Objectif de l'exercice »
Poursuivez le texte sur les alliances électorales de Taxawu Sénégal à la suite de sa dernière phrase.

───── Texte présenté

Mais aujourd’hui, le candidat de Taxawu Sénégal ne peut espérer compter que sur une constellation de micropartis puisque les deux principales formations sénégalaises historiquement estampillées à gauche – le Parti socialiste et l’Alliance des forces de progrès (AFP) – ont déjà confirmé qu’elles perpétueraient, derrière Amadou Ba, l’alliance nouée il y a plus de dix ans avec Macky Sall.

Le seul accord électoral officialisé à l’heure où la campagne de recueil des parrainages citoyens débutait, le 27 septembre, concerne donc la LD Debout. Dans un communiqué conjoint publié trois semaines plus tôt avec Taxawu Sénégal, les deux organisations s’étaient en effet « félicitées de la qualité [de leurs] échanges, facilités notamment par le partage des valeurs et principes de gauche. Ces derniers vont sans nul doute contribuer à la mise en place d’une alliance stratégique conquérante et victorieuse pour une véritable alternative de progrès au Sénégal ».

──────────
───── Jeu de données

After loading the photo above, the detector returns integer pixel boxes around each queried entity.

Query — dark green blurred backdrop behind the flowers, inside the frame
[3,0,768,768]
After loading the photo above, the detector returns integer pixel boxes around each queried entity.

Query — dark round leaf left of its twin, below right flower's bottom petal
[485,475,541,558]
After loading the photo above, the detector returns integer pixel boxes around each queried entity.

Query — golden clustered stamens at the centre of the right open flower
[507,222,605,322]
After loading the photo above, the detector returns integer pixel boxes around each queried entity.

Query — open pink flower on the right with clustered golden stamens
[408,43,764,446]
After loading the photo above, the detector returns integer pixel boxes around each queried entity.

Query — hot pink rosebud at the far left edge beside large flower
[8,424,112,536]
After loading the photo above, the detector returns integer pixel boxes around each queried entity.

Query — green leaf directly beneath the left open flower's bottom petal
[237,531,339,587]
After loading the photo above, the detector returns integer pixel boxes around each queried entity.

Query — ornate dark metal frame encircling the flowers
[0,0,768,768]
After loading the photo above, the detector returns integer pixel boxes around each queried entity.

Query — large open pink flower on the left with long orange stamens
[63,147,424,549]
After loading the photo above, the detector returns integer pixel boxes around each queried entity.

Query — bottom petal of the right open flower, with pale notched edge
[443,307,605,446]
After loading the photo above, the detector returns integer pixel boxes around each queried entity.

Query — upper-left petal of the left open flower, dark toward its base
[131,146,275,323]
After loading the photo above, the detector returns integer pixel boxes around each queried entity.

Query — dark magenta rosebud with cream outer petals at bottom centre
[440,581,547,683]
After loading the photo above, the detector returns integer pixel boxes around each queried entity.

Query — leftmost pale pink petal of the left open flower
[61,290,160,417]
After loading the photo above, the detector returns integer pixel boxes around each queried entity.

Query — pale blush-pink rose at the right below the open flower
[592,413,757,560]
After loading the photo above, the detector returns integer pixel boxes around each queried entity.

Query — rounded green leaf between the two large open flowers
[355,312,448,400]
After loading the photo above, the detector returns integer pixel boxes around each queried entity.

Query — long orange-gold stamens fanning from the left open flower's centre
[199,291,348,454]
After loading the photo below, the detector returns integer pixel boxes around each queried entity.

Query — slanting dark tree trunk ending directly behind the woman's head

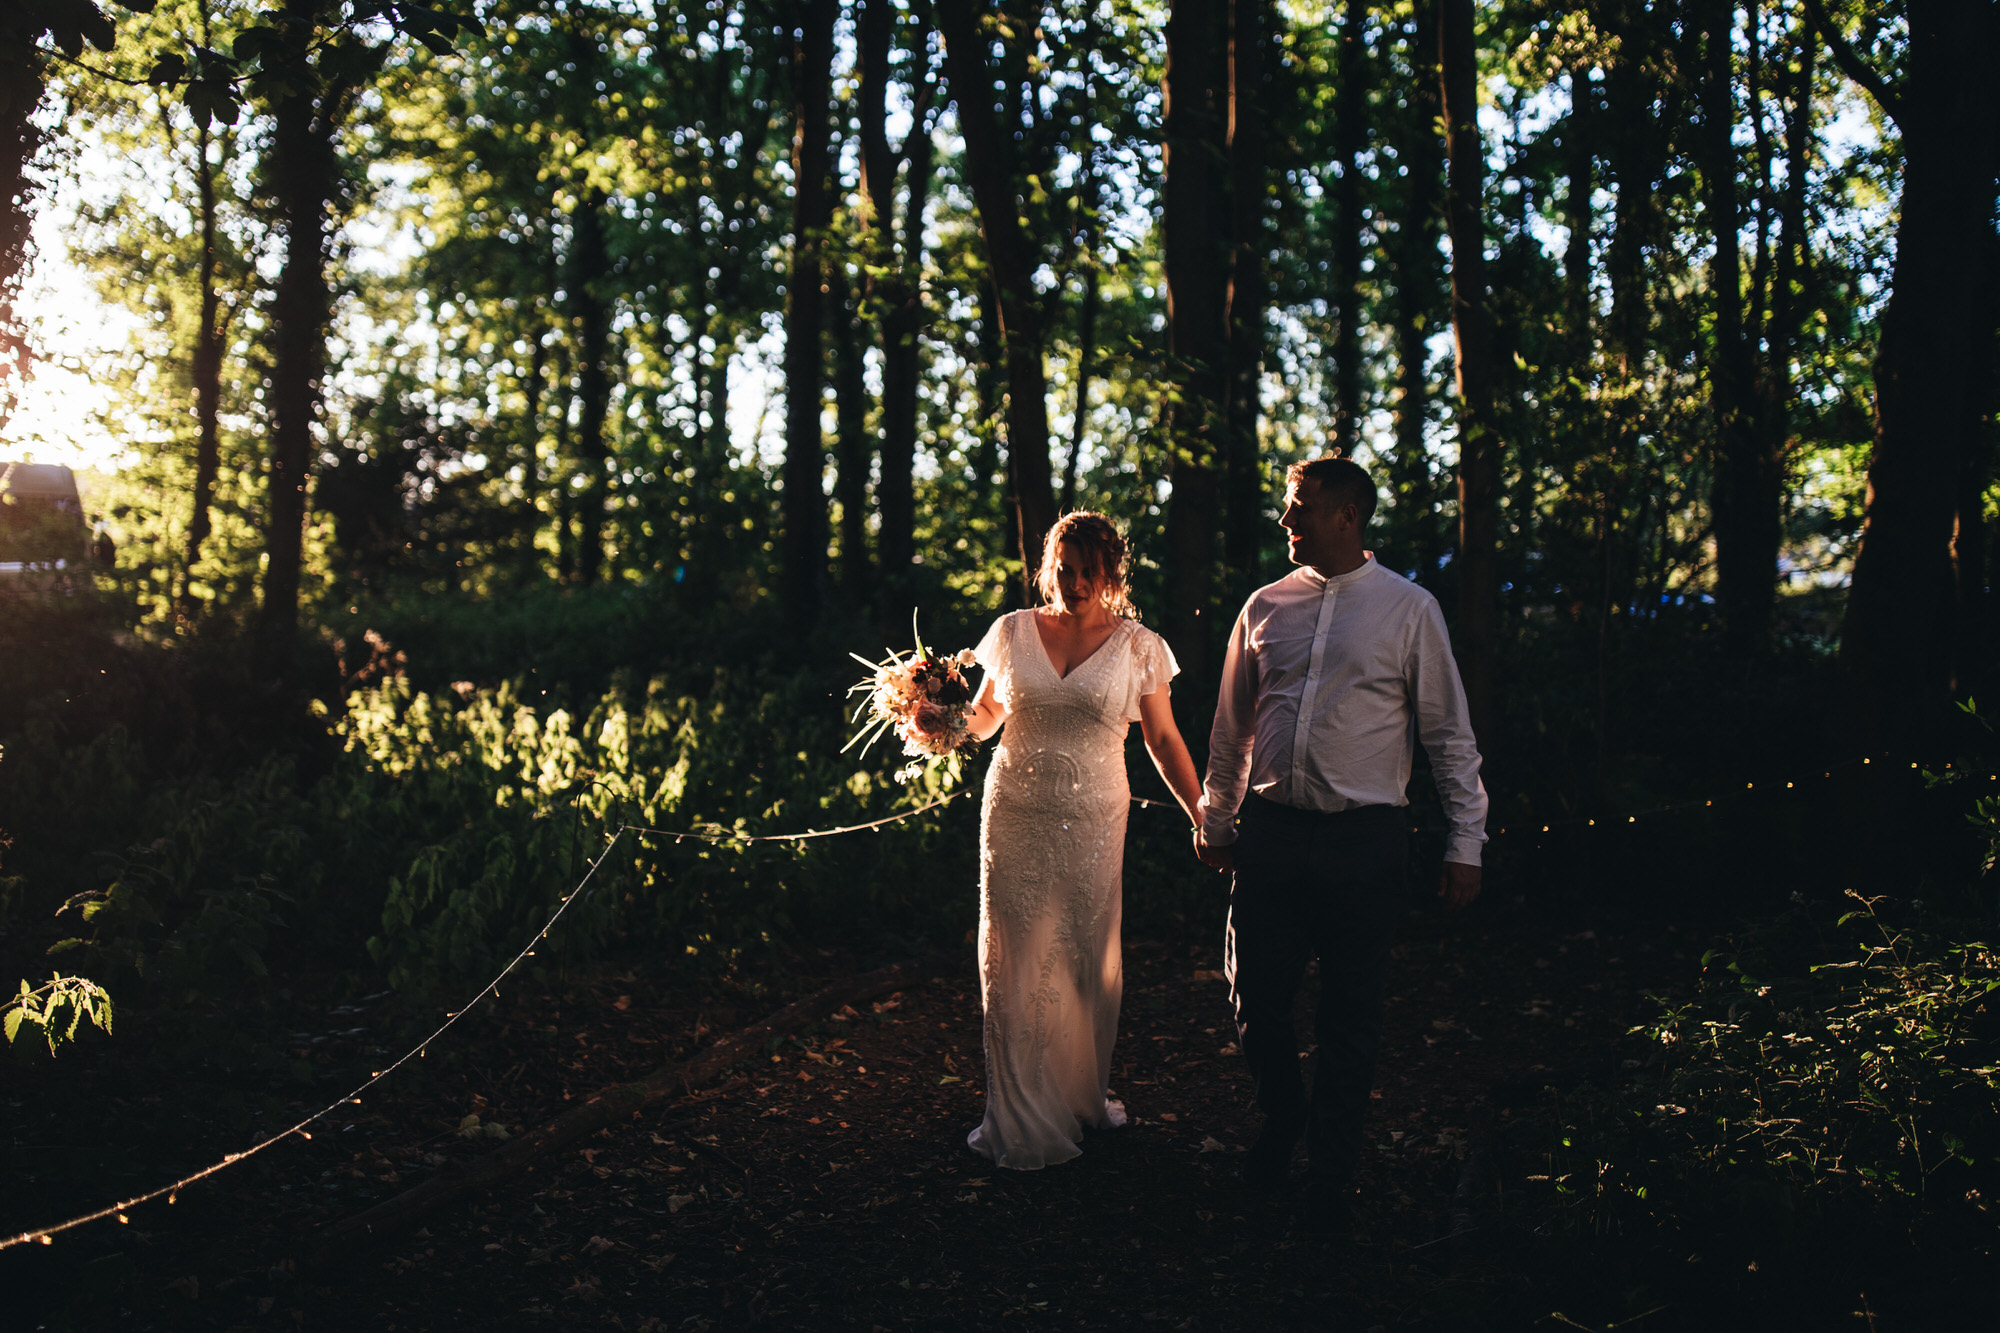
[932,0,1056,598]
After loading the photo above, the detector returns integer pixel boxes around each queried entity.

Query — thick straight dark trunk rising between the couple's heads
[1162,0,1232,681]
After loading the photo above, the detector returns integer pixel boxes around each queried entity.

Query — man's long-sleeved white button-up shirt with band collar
[1202,556,1486,865]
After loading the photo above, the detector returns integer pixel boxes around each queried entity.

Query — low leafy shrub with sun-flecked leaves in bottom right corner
[1548,895,2000,1249]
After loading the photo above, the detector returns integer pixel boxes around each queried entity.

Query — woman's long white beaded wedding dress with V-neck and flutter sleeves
[966,610,1178,1171]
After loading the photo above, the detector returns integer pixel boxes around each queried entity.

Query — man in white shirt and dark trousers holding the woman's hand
[1194,454,1486,1229]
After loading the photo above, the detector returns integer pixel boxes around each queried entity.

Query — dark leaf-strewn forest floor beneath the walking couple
[0,896,1944,1333]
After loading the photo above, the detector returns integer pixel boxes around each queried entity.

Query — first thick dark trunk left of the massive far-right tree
[1698,0,1784,656]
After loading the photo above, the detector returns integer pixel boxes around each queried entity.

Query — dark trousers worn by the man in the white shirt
[1226,795,1410,1181]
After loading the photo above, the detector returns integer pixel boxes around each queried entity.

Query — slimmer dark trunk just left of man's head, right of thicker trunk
[1222,0,1270,602]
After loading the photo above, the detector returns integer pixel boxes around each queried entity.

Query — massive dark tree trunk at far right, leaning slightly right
[1834,0,2000,751]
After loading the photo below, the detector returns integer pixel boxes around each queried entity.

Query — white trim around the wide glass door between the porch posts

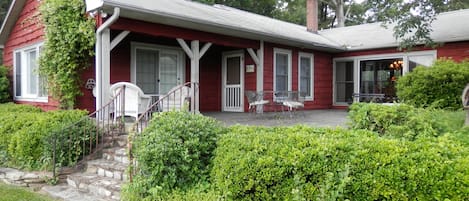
[130,42,186,93]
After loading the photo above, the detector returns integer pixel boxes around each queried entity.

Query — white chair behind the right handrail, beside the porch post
[159,86,191,112]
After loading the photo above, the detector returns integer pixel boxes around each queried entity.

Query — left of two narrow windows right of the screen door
[274,49,291,91]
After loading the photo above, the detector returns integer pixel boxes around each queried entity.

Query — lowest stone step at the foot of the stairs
[67,172,122,200]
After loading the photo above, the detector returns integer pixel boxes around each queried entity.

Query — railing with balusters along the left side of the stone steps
[51,86,125,179]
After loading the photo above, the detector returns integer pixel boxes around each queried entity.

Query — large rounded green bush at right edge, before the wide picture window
[396,60,469,110]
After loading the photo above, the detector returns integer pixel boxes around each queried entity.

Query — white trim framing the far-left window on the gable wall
[12,42,49,103]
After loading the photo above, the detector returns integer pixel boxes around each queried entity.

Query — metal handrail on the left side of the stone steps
[52,86,125,178]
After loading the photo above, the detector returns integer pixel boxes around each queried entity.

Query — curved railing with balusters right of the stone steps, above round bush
[128,82,199,182]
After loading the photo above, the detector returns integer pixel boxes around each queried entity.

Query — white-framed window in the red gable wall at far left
[14,45,47,102]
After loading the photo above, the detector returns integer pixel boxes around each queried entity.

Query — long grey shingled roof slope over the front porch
[98,0,345,52]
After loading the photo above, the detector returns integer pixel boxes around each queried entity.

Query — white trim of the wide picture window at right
[332,50,438,106]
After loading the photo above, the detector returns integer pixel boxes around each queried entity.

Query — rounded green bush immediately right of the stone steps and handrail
[123,112,223,200]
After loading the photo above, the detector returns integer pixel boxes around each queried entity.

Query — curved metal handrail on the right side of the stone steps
[127,82,199,182]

──────────

Réponse »
Ce ralliement peut-il faire tache d’huile ? Selon Moussa Taye, « la direction actuelle du PS est obsolète, dépassée par les événements et soumise à une logique alimentaire et de survie politique. Certains camarades socialistes nous rejoignent d’ailleurs lors des meetings de Khalifa Sall ».

Rempart

Dans le camp de ce dernier, on veut croire que la population sénégalaise aspire au changement après douze années de « mackysme ». Or, analyse Moussa Taye, « Amadou Ba incarne la poursuite de la politique de Macky Sall sous un autre visage ». Aussi veut-il croire que l’ancien maire de Dakar, étant à ses yeux « le plus expérimenté, le plus pondéré, celui qui parle aux leaders de tous les autres partis », sera « le mieux placé pour faire rempart au candidat du camp au pouvoir ».

Khalifa Ababacar Sall saura-t-il pour autant convaincre les centaines de milliers d’électeurs potentiels d’Ousmane Sonko, lesquels seront probablement enclins à s’abstenir si leur candidat ne pouvait se présenter, Pastef ayant fait savoir qu’il n’y aurait « pas de plan B » si Ousmane Sonko était placé dans l’impossibilité de concourir ?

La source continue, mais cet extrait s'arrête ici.